### EXCERPTED PASSAGE
--- Start ---

The 50/34 will be fine. You haven't said how old the bike is. Before they went to the 130 bcd crank with removable chain rings they were ISO. However, I used a JIS 119 mm bottom bracket with a 54 and 38 and it worked fine except for throwing the chain when folded on the 38. I had to stop to change the chain from one ring to the other but it only takes a few seconds. Others have said they can do the down shift with their shoe but not the other way around. I have used ISO crank arms with a JIS spindle but I am not sure you can use JIS cranks on an ISO spindle. A better BB than the original is not a bad idea anyway. The only tools needed to switch chain rings is a 5mm allen key and perhaps a wrench made to hold the nut side still. https://www.parktool.com/product/chainring-nut-wrench-cnw-2 is an example.


----------



## The Jogger (29 Nov 2017)

Thanks 12boy, I got the bike about three years ago. I'm not confident enough or technical enough to carry out the work so I'll get the lbs to do it. Just good to know that compact is the right one. I know @Fab Foodie has a similar one.


----------



## chriscross1966 (29 Nov 2017)

12boy said:


> ..... A better BB than the original is not a bad idea anyway. ....



It isn't hard to find a better BB than the old Brompton one :-).... I like the Campagnolo Ultratorque, but recognise there is a significant technical challenge in getting one into a Brompton, the Shimano UN55 is available in many lengths, although one method that might work very well is to investigate the use of 73mm (Mountain Bike) Hollowtech2 cranks with a 4mm spacer under the drive side and a 1mm spacer under the NDS... that would give clearance for the inner ring, and you could look at adding a front derailleur mounted on a 40mm derailleur hanger https://www.ebay.co.uk/itm/322544758574


----------



## Kell (29 Nov 2017)

You're probably the right person to ask @chriscross1966 - has anyone successfully added a front derailleur and shifter to a Brompton?


----------



## chriscross1966 (29 Nov 2017)

--- End ---

### LIST OF TASKS
[a] Answer these from the thread:
(i) What size allen key is needed to switch chain rings?
(ii) About how long ago did The Jogger get the bike?
(iii) Which Shimano bottom bracket is described as available in many lengths?
[b] Reproduce the thread word for word from "The 50/34 will" to "Jogger (29 Nov 2017)".

### DATA SEGMENT
--- Start ---

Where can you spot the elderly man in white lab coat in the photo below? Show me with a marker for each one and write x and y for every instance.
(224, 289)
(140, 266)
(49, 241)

--- End ---

### ANSWERS FOR THIS EXERCISE
[a]
(i) A 5mm allen key.
(ii) About three years ago.
(iii) The Shimano UN55.

[b]
The 50/34 will be fine. You haven't said how old the bike is. Before they went to the 130 bcd crank with removable chain rings they were ISO. However, I used a JIS 119 mm bottom bracket with a 54 and 38 and it worked fine except for throwing the chain when folded on the 38. I had to stop to change the chain from one ring to the other but it only takes a few seconds. Others have said they can do the down shift with their shoe but not the other way around. I have used ISO crank arms with a JIS spindle but I am not sure you can use JIS cranks on an ISO spindle. A better BB than the original is not a bad idea anyway. The only tools needed to switch chain rings is a 5mm allen key and perhaps a wrench made to hold the nut side still. https://www.parktool.com/product/chainring-nut-wrench-cnw-2 is an example.


----------



## The Jogger (29 Nov 2017)